• **Exercise**
Begin with the line containing "Point to every instance of the translucent" and copy each line exactly through the last line of the entries, inclusive.
□ □ □ □ □ □ □
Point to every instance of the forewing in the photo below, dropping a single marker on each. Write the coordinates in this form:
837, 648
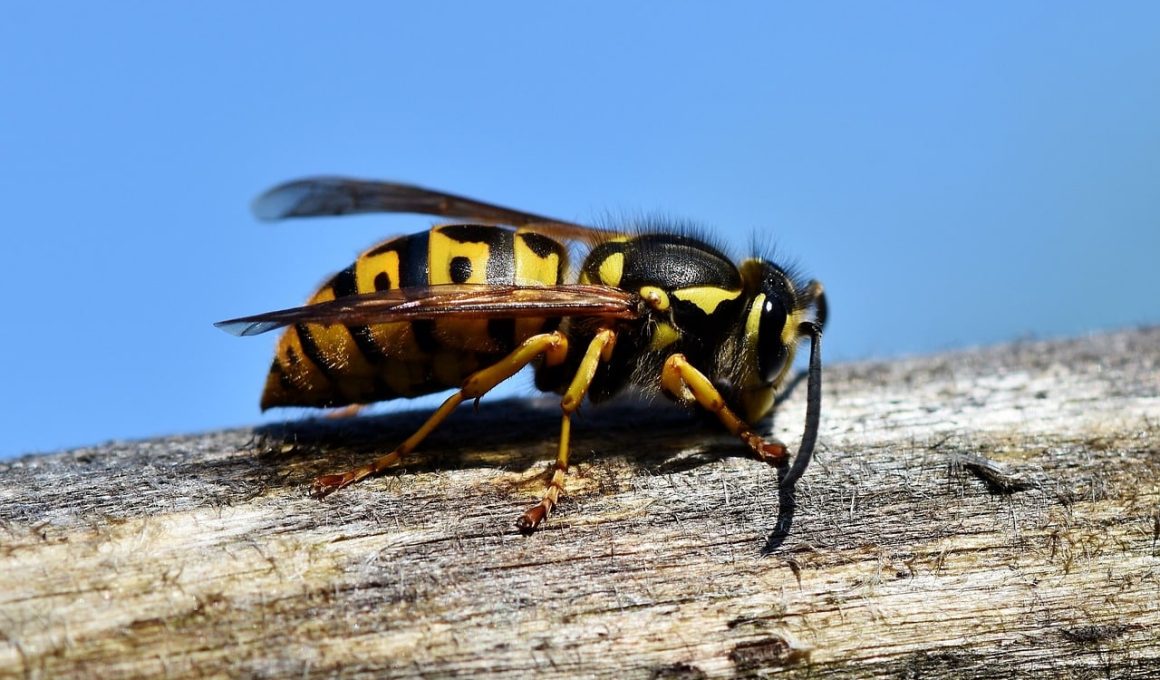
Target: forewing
468, 302
317, 196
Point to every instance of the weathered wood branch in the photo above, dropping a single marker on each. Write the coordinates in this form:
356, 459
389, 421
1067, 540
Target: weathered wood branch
984, 513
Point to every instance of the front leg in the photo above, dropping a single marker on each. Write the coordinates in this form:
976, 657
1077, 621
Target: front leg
681, 380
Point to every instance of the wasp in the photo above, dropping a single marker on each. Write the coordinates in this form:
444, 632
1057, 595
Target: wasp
466, 305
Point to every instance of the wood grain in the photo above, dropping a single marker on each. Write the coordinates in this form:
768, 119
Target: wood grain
985, 513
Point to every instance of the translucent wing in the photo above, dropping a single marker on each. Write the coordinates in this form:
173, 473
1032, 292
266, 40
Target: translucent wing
314, 196
466, 301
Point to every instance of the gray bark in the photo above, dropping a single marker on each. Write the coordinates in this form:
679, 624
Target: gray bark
983, 513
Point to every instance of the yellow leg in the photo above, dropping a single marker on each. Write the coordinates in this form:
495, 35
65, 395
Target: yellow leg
553, 346
684, 382
599, 349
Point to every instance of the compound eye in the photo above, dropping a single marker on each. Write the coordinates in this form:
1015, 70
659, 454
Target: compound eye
771, 352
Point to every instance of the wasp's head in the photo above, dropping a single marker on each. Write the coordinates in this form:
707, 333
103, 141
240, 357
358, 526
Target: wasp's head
770, 332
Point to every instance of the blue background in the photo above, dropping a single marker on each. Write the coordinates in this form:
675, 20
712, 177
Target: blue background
955, 174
□ □ □ □ □ □ □
• **Problem solution**
Point to every instance of the translucent wing in the photo above, dropping a single marker on each. Write the coordinates in this form:
173, 473
1032, 292
266, 40
Target: translucent wing
314, 196
466, 301
Point to every instance of the gray bark in the photo above, dropping a single marker on each. Write the coordinates in this form:
679, 624
Target: gray bark
983, 513
Point to every instance of the yellow leg in the photo above, dropping a single marker on each. Write the coordinates in this form:
495, 35
65, 395
Target: yellow leg
553, 346
684, 382
599, 349
Point to every instance of the compound eye in the photo above, dropping a single marker on each. Write the coordinates in this form:
1015, 70
659, 454
Target: compound eye
771, 352
Point to every instance of the wasp's head in the photo above, dropping a single marker on each. Write the coordinates in this form:
707, 333
103, 141
240, 357
358, 526
Target: wasp's head
770, 332
Point to every instance of the blue background in the photo above, dropping a single marker on each. Write the coordinates in this form:
675, 20
712, 177
Target: blue background
955, 174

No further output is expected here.